+++ Texto do documento +++

Saudações
flamengas a todos,
Antes de
iniciar o texto, transcrevo aqui um comentário do colega Heriton
Castello Branco, publicado na coluna de domingo passado, sobre
goleiros. Ele falava de um vídeo postado pelo Gustavo Brasília.
“Faltou
um lance, se eu não me engano contra o Serginho Chulapa, em que o
Serginho avança livre e chuta pro gol, o Filiol estava saindo do gol
e espalma, caindo já fora da área, a bola volta pro serginho que
tenta encobrir o filiol já caído, já que ele não poderia botar a
mão na bola, mas o filiol levanta a perna e consegue desviar a bola
com o pé. Eu tinha uns doze, treze anos, não me lembro que jogo era
esse, eu lembro que assisti ao vivo pela televisão (nosso aparelho
ainda era preto e branco), mas esse lance ficou marcado pra mim.”
O
lance aconteceu na partida Flamengo 4-1 Santos, pela Libertadores de
1984, no Maracanã e está no vídeo abaixo:
* * *
A derrota
de domingo passado fez (ou deveria ter feito) muitos caírem na
realidade, dura por sinal, de que sem time não se consegue nada.

+++ Extrato de dados +++

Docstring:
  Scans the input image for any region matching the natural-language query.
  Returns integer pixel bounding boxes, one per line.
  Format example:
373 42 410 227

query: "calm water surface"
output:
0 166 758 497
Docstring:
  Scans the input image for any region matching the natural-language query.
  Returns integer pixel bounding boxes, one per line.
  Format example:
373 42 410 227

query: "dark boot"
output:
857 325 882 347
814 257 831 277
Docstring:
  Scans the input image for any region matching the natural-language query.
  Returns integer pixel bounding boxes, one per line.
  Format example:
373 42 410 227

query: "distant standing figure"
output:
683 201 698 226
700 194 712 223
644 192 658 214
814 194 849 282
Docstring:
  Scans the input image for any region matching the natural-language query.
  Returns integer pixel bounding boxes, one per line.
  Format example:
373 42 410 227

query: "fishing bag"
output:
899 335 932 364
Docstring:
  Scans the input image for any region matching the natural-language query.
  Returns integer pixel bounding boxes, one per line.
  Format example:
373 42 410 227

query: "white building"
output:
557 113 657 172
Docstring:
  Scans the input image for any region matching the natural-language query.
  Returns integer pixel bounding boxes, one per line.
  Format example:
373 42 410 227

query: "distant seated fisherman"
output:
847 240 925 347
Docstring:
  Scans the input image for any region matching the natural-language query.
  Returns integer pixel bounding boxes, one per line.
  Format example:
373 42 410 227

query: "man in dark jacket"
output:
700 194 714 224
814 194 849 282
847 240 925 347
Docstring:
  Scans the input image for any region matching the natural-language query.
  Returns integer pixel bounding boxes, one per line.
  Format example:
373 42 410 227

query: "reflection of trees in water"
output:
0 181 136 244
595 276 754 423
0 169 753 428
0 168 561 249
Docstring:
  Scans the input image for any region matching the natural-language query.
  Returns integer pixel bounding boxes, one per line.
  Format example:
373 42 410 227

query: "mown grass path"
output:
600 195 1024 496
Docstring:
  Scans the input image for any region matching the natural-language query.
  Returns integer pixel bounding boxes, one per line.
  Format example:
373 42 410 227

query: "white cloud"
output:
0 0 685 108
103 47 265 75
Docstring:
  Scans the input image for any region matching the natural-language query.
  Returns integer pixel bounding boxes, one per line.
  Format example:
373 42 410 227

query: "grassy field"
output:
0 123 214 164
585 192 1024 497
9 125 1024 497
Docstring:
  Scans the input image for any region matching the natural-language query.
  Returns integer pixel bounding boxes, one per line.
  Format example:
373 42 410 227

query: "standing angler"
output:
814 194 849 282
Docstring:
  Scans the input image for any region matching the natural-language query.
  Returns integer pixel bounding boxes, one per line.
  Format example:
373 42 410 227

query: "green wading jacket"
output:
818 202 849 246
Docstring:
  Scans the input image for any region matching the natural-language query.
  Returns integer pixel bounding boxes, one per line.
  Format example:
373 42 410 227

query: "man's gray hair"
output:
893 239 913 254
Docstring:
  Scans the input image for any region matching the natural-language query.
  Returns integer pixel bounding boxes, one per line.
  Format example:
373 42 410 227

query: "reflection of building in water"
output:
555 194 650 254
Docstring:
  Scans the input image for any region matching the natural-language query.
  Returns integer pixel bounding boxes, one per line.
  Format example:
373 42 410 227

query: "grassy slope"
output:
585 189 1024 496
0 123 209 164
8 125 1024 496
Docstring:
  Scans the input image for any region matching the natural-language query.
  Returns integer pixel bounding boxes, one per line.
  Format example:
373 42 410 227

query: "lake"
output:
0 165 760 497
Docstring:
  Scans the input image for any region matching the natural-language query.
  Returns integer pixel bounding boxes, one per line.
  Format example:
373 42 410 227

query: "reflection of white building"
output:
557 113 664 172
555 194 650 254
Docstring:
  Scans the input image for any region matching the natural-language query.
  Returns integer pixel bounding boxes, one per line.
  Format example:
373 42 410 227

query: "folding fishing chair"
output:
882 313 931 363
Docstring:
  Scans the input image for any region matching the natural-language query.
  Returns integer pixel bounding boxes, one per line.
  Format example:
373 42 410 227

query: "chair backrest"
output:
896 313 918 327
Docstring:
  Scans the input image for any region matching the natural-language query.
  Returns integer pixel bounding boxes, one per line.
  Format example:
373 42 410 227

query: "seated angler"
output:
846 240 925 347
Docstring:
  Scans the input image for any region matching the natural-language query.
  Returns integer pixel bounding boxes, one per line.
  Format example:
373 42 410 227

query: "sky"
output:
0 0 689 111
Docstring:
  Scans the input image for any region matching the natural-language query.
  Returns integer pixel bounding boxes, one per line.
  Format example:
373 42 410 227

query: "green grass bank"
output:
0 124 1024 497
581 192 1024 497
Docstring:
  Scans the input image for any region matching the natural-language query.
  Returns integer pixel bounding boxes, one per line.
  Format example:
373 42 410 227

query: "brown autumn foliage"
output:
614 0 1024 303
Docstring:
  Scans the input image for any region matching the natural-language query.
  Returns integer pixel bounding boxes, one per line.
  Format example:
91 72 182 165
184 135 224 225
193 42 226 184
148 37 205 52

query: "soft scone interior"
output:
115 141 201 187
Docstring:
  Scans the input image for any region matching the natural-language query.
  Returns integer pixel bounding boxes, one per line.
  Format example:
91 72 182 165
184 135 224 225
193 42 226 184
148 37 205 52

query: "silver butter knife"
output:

+++

Exercícios a resolver:
1. De acordo com a coluna sobre o Flamengo, em qual partida, competição e estádio ocorreu o lance de Filiol contra Serginho Chulapa?
2. Com base na coluna sobre o Flamengo, explique por que Serginho tentou encobrir Filiol no segundo chute.
3. Prossiga a coluna sobre o Flamengo a partir da última frase apresentada.

Respostas:
1. Na partida Flamengo 4-1 Santos, pela Libertadores de 1984, no Maracanã.

2. Depois de espalmar o primeiro chute, Filiol caiu já fora da área e, por isso, não poderia pôr a mão na bola. Serginho aproveitou essa situação e tentou encobri-lo. Filiol, porém, levantou a perna e desviou a bola com o pé.

3.
Apenas o crescente distanciamento de seu torcedor, que aliás tem se
mostrado a cada dia menos identificado com as cores de sua paixão.
Os
recentes maus resultados do Flamengo suscitaram o cotejo entre duas
filosofias administrativas: a que recomenda a contratação de
grandes jogadores, formando um grande time que, com suas grandes
arrecadações, auferirá renda suficiente para pagar os compromissos
assumidos, ou a atual, mais conservadora, aconselhando que primeiro
deve ser arrumada a casa, para depois então se partir para a
formação de um time de primeira grandeza.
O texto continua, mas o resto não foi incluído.